### REQUIRED WORK
For every line in the listing below that contains the word "cabinet", add one to the tally. State the final number and nothing else.

### INPUT MATERIAL
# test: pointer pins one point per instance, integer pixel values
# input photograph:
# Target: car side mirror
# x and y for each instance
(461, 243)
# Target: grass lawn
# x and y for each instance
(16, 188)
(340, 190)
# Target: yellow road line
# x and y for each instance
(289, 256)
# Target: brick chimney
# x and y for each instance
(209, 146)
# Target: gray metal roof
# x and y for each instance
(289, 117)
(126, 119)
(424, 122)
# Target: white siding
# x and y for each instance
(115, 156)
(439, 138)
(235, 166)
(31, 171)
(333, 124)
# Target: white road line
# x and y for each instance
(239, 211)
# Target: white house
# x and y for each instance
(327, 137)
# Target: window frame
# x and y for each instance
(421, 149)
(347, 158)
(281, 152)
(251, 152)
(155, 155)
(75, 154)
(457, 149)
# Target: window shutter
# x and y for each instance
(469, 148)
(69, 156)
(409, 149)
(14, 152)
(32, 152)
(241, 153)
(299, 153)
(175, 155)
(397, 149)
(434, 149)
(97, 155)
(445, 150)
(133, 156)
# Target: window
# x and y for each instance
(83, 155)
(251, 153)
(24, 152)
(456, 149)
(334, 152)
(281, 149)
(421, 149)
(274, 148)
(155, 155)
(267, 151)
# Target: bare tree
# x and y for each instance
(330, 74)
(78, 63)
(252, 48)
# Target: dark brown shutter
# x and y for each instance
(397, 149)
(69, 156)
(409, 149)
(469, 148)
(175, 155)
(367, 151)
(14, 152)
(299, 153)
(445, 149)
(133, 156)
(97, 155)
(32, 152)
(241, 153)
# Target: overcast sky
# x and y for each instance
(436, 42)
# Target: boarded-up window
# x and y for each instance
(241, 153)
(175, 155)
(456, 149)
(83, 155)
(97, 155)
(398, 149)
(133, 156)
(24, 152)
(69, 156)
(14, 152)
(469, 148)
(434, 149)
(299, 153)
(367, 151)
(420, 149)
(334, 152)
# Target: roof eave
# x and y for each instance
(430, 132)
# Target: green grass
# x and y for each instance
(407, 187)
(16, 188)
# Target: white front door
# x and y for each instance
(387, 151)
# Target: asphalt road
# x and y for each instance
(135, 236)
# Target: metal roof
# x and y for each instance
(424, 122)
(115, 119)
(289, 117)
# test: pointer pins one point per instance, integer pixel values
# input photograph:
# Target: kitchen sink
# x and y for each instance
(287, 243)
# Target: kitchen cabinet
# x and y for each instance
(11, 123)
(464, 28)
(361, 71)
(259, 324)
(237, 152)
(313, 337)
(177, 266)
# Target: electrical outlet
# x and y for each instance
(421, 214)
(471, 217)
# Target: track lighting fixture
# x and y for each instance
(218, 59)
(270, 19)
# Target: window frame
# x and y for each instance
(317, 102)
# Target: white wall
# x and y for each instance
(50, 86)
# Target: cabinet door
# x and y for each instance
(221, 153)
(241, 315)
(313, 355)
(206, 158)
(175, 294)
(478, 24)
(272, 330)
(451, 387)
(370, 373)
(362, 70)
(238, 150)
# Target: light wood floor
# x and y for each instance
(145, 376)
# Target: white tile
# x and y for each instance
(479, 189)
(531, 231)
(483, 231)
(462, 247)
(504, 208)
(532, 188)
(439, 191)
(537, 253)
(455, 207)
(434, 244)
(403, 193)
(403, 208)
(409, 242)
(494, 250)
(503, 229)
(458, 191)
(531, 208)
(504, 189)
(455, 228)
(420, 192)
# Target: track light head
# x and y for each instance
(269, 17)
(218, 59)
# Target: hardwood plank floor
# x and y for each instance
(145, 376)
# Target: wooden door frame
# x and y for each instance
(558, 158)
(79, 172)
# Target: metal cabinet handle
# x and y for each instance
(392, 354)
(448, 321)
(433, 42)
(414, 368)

### TASK OUTPUT
3